» Task item
Your response must be made up of each line in the data below that contains the string "column".

» Supplied entries
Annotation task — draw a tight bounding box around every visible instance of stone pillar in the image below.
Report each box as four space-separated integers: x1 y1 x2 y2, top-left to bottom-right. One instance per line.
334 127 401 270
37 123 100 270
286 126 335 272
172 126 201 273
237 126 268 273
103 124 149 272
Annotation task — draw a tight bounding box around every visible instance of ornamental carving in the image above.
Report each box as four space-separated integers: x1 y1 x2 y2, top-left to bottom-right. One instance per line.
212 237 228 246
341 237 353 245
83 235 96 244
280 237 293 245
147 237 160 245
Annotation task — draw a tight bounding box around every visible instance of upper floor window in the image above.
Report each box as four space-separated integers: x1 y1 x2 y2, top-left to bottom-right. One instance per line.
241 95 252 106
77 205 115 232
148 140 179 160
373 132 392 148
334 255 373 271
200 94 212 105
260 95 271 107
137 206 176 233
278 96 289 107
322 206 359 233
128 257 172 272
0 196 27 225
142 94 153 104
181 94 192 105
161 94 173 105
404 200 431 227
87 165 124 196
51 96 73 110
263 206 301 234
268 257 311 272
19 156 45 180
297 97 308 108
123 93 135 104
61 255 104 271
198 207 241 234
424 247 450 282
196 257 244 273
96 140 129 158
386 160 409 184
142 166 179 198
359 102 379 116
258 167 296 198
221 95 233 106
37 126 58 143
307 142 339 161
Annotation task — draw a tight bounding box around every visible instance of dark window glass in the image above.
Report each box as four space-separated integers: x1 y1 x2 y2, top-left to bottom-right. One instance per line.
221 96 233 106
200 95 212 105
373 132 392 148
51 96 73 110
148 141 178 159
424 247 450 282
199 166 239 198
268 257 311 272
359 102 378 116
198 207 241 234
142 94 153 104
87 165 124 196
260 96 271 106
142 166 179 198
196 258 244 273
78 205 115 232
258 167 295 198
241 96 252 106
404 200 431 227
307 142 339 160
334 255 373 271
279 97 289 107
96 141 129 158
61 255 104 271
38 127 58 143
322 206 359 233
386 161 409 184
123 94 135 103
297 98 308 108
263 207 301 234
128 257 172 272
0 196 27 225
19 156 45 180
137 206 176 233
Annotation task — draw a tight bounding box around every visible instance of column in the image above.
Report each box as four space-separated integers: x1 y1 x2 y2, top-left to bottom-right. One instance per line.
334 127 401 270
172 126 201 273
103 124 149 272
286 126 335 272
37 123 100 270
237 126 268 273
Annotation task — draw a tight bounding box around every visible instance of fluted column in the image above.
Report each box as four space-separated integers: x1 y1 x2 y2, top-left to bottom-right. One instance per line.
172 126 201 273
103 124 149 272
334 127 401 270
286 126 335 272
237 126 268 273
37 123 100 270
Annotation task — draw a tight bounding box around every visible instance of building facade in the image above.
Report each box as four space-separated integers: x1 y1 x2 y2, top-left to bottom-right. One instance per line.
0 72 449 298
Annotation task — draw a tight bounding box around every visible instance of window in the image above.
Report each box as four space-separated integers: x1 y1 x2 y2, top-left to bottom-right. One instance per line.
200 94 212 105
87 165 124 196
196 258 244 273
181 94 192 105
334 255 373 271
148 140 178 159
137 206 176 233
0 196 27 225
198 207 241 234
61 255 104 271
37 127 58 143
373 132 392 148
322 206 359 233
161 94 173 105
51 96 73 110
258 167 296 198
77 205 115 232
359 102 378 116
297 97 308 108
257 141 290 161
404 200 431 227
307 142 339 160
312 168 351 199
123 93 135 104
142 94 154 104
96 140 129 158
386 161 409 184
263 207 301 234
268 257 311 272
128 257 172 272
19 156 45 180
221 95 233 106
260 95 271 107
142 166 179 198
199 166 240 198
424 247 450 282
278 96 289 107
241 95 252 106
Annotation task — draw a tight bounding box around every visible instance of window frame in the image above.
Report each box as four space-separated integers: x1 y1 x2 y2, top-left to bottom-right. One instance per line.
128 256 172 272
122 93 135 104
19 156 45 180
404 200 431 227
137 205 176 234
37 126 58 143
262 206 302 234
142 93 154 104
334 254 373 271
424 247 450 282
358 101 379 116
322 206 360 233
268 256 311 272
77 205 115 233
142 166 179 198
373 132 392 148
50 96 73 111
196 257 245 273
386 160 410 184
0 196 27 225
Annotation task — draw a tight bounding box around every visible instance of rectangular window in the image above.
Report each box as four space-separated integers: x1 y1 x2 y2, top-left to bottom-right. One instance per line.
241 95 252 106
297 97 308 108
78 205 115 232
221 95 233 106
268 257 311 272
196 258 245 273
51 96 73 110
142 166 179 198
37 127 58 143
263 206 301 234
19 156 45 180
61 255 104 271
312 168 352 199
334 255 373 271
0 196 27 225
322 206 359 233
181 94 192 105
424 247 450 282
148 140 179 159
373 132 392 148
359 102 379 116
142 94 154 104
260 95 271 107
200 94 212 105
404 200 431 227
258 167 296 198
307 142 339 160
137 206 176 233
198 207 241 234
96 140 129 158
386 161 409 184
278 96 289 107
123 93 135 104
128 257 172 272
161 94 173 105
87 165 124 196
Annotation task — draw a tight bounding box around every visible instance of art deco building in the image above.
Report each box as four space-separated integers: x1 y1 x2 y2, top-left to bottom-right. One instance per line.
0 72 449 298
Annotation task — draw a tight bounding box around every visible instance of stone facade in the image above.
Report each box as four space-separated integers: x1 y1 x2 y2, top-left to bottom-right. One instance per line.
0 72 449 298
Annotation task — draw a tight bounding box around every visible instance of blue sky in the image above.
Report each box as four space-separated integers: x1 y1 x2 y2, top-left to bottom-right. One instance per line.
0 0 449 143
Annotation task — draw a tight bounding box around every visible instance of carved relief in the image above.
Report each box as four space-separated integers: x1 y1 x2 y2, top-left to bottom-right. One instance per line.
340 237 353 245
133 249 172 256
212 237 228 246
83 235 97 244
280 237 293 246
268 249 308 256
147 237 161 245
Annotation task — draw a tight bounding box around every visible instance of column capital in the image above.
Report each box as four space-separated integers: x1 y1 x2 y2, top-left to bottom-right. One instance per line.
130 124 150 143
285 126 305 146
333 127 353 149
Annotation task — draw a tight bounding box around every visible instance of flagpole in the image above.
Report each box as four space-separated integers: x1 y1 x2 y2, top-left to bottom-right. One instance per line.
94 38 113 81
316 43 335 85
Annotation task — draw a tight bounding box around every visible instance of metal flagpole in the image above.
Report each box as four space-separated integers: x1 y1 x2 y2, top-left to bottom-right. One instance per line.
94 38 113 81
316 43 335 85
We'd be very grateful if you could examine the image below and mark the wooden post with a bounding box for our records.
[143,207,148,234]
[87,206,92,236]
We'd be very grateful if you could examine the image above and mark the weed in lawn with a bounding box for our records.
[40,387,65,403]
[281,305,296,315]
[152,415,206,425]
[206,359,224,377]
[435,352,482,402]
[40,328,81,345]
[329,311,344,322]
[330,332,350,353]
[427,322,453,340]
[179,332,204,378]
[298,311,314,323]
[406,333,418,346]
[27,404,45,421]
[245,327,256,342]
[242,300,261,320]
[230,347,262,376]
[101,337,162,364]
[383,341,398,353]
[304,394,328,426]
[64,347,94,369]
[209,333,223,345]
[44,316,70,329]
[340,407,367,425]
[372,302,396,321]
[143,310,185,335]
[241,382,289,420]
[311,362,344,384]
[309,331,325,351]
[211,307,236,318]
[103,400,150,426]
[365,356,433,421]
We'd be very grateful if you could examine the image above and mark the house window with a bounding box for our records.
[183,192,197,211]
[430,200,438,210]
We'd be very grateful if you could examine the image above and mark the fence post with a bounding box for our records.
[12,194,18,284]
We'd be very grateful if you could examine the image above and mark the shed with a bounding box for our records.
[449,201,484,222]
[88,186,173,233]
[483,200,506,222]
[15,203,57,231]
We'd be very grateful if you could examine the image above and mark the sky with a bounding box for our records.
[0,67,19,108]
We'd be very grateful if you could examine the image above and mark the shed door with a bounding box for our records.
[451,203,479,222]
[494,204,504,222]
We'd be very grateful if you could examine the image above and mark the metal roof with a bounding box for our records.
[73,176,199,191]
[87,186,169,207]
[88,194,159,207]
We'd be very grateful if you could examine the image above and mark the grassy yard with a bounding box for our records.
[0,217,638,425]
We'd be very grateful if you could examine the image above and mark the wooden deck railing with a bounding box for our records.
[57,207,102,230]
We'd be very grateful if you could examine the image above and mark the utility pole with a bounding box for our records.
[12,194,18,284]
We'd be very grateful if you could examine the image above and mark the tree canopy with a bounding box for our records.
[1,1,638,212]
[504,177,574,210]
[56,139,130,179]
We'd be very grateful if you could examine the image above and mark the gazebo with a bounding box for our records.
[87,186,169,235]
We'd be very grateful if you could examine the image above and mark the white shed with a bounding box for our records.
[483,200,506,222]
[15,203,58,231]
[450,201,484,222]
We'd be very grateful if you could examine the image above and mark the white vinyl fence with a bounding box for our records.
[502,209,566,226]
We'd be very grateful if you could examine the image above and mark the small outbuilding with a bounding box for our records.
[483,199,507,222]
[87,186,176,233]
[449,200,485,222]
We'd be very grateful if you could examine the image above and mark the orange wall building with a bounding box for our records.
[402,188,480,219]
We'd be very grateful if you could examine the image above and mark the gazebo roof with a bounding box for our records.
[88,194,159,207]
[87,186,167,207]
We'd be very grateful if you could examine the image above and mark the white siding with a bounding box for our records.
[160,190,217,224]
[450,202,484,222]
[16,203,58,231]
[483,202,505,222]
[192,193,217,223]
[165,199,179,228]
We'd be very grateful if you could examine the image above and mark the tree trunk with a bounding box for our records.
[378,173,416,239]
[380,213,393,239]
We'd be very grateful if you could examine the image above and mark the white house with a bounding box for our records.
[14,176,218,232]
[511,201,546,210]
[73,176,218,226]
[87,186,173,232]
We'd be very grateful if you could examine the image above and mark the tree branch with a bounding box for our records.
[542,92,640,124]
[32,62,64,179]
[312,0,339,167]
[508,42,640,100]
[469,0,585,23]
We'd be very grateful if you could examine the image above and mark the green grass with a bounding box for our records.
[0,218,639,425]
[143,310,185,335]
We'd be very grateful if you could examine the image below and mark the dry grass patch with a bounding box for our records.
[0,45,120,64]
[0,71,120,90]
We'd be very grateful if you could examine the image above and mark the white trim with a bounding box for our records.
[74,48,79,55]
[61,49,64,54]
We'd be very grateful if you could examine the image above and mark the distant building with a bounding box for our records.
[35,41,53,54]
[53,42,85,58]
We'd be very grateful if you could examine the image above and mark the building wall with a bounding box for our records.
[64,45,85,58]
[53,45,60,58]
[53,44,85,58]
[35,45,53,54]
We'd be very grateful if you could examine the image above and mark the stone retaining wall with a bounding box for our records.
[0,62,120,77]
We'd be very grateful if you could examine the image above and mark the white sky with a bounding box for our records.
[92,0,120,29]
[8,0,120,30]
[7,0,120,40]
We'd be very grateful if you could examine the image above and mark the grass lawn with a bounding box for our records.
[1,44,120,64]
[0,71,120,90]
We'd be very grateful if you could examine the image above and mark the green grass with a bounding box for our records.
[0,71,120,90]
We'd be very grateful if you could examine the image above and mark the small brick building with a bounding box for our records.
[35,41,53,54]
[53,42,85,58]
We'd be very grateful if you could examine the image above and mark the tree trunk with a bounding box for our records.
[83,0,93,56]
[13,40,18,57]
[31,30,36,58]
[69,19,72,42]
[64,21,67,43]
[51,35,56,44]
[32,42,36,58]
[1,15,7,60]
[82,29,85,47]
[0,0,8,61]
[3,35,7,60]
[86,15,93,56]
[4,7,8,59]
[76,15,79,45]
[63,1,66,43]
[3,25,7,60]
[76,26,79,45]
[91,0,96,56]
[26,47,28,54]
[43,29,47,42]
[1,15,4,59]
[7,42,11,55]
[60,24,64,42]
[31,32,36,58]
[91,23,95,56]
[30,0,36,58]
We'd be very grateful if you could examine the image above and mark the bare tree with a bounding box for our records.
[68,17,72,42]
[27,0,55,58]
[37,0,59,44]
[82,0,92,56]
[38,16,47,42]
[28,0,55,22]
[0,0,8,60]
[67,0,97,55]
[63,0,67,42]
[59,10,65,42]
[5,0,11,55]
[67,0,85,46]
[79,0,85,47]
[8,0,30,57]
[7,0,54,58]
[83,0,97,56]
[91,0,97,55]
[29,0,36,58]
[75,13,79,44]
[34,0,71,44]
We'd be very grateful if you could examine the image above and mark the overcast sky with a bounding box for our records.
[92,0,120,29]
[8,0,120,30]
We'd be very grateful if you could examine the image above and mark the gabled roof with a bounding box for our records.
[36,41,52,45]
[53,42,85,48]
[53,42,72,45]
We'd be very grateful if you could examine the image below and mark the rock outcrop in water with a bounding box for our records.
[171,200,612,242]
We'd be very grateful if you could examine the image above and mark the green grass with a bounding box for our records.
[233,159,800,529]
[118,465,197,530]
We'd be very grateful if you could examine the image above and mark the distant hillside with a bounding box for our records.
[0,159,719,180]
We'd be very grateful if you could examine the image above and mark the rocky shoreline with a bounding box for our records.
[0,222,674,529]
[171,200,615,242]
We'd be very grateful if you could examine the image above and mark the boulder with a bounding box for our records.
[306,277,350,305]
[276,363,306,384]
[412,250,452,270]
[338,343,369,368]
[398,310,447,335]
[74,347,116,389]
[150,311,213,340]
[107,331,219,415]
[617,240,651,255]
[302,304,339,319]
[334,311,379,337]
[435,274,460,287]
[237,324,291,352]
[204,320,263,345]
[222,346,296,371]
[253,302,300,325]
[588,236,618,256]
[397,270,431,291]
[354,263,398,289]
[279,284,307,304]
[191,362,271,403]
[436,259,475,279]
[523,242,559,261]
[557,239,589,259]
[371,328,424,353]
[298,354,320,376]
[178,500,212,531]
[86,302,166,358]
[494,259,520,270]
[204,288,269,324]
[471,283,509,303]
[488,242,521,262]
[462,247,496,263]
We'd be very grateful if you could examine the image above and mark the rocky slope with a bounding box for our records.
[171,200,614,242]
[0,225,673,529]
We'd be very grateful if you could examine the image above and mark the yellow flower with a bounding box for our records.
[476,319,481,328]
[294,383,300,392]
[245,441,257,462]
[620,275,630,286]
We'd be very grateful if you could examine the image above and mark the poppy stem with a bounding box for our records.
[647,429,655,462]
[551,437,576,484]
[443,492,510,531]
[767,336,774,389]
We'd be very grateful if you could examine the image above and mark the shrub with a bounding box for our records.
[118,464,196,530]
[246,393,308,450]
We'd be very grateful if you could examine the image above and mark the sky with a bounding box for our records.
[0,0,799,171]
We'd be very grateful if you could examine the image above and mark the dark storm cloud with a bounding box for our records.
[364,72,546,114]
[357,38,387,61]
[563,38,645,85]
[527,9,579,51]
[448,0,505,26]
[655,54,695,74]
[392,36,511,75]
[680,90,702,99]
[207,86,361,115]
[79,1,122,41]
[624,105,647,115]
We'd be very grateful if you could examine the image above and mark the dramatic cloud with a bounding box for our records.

» Solution below
Annotation task — draw a tight bounding box around every visible instance of column in the image above.
Annotation task — draw a tight bounding box around every visible instance of fluted column in the image above.
Annotation task — draw a tight bounding box around every visible instance of column capital in the image above.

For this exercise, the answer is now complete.